Exercise description. Continue the researcher biographies below from where they end.
Start of Supplied text
Clive Baldwin, PhD, Director of CIRN, is Canada Research Chair in Narrative Studies and Professor in the School of Social Work at St. Thomas University. He has been active in developing narrative as methodology and practice in academia and social organizations. He is undertaking research projects to explore the dynamics of narrative in social/health care organizations, to develop narrative literacy in professional education, and to implement training programs in narrative ethics in research.
Michelle Greason, PhD, is a social worker and part-time faculty member in the School of Social Work at St. Thomas University. In collaboration with CIRN, she is researching the development of a training program in narrative care for those working in the helping professions. Her dissertation focused on ethics and ethical reasoning in long-term care, and she has published on aging, micro-citizenship, dementia, narrative and argumentation, the rhizomatic self, and qualitative Delphi methodology.
Matthew Robinson, PhD, is Associate Professor in the Department of English at St. Thomas University. His research interests are in American modernism, focusing on the poet H.D. He has been involved in the publication of several of his archival works and has also produced criticism on his work. He has also taken an active role in CIRN’s research projects on resilience in older adults.
Sarah Harvey, PhD, is the Senior Research Officer at Inform (www.inform.ac). Inform is an educational
charity, based in the Theology and Religious Studies department at King’s College London, which
provides information about minority / new religious movements. As this work is so varied, she does not specialize in one movement or theme but over the years she has developed particular interests in issues to do with religious education and schooling, millennial movements, health and healing and gender issues. She tends to focus on Christian and Pagan movements and those within the ’holistic milieu’. Her PhD research was on natural childbirth, using theories and methods from the study of religion to focus on natural birth as temporary communities of shared values and practices. She has recently been a Research Associate on the project, ‘Understanding the experiences and brain processes of Spirit mediums’.
End of Supplied text
Start of Information given
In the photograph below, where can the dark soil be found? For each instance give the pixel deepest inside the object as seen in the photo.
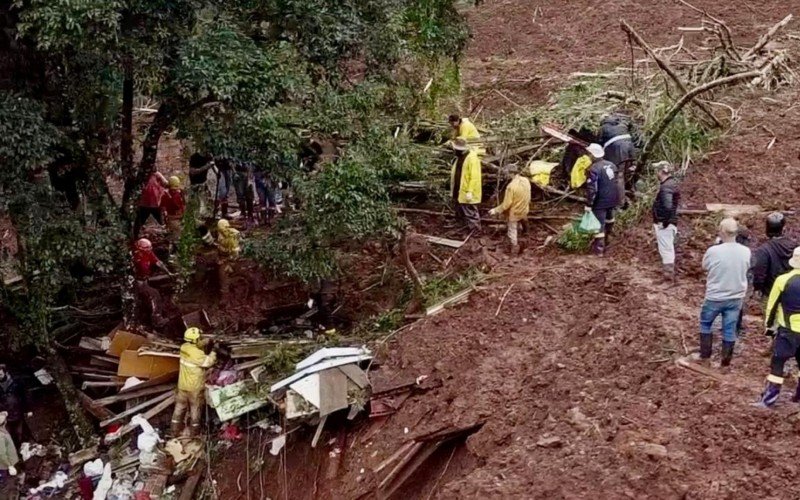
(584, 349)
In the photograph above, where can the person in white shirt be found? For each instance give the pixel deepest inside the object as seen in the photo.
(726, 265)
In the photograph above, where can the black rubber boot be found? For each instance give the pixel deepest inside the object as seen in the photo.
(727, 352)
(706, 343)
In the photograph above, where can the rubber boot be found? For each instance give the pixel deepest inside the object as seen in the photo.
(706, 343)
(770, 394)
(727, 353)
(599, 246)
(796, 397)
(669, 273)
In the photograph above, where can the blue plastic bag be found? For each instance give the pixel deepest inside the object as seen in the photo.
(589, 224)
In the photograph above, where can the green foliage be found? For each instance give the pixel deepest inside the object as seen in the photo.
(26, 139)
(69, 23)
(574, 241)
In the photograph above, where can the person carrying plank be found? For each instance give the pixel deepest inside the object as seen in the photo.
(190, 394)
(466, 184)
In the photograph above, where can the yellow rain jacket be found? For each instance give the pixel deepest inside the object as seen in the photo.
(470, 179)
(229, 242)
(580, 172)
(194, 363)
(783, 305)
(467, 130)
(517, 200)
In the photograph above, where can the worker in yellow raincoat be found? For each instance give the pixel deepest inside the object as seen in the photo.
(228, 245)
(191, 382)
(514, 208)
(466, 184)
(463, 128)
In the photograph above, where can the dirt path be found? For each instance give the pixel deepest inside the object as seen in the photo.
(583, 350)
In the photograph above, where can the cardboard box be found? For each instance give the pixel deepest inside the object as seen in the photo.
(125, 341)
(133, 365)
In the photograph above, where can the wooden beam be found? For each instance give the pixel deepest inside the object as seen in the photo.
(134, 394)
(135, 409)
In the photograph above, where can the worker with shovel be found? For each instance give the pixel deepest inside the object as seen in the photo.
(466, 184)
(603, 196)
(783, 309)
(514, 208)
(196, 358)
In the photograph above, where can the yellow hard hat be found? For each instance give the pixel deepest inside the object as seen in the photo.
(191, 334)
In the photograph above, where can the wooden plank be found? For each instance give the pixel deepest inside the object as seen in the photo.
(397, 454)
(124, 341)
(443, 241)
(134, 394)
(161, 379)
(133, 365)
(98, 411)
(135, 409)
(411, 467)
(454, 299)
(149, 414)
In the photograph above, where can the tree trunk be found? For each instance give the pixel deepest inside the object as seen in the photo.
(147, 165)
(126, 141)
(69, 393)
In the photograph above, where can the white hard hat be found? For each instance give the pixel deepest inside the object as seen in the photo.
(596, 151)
End of Information given
Response area.
Judit Kis-Halas, PhD, is the Marie Sklodowska-Curie Fellow in the Department of Ethnology and Cultural Anthropology at the University of Ljubljana. She focuses on early modern history of mentalities and historical anthropology (witchcraft, magic, and healing); contemporary vernacular religion (esotericism, alternative spiritualities, New Age phenomena, new religious movements, native-faith and ethno-paganism); folk narrative research (belief narratives, charms); medical anthropology (medical systems, complementary and alternative medicine).
Brandi Estey-Burtt, PhD, is a Research Associate with the Centre for Interdisciplinary Research on Narrative at St. Thomas University and an instructor at Acadia University. She has extensive experience implementing innovative knowledge mobilization initiatives for various scholarly research projects and has developed podcasts, transmedia projects, and more. She has presented the pedagogical possibilities of new media and often writes on comics and digital media for popular culture sites such as Women Write about Comics and The Middle Spaces.